_Tasks:_
[1] In the passage on McKinney's research, in what year was McKinney chosen as the next chair of psychiatry at the University of Wisconsin Medical School?
[2] Please return the part of the passage on McKinney's research starting with "McKinney directed a" and going on through "also Patrick Bateson.", copied word for word.

_Text provided:_
McKinney directed a series of studies documenting the behavioral and biological consequences of various social disruptions, then evaluating the efficacy of different pharmacological interventions, and subsequently characterizing the complex ways differential early experience can affect the behavioral and biological features of both disruptive and interventive outcomes in rhesus monkeys throughout development.

This ambitious research program reflected a degree of active collaboration between psychological and psychiatric investigators unheard of at the time. Just as Harlow had with Bowlby, so did McKinney have an extended professional friendship with Robert Hinde, as did Suomi with Hinde and also Patrick Bateson.

The choice of McKinney in 1975 as the next chair of psychiatry at the University of Wisconsin Medical School led to the possibility of an era in psychiatry based on a truly comprehensive biological approach. Within two years of McKinney’s appointment, George Engel published his still famous article in Science (1977), “The need for a new medical model: a challenge for biomedicine,” describing his statement as, “a blueprint for research, a framework for teaching, and a design for action in the real world of health care.” The model is known as the “biopsychosocial model.”

_Supplied material:_
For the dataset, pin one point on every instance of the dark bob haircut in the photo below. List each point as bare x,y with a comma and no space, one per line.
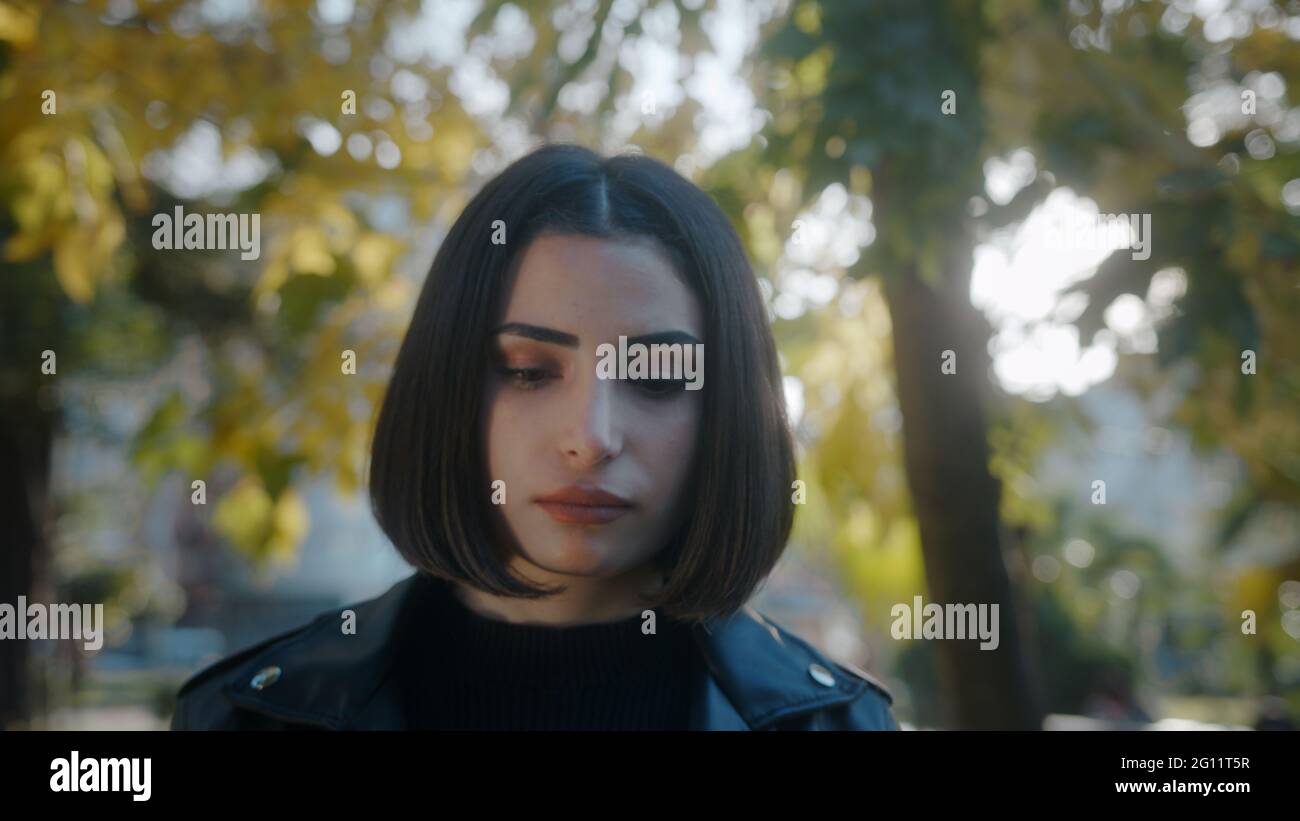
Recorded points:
428,479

_Solutions to each task:_
[1] 1975

[2]
McKinney directed a series of studies documenting the behavioral and biological consequences of various social disruptions, then evaluating the efficacy of different pharmacological interventions, and subsequently characterizing the complex ways differential early experience can affect the behavioral and biological features of both disruptive and interventive outcomes in rhesus monkeys throughout development.

This ambitious research program reflected a degree of active collaboration between psychological and psychiatric investigators unheard of at the time. Just as Harlow had with Bowlby, so did McKinney have an extended professional friendship with Robert Hinde, as did Suomi with Hinde and also Patrick Bateson.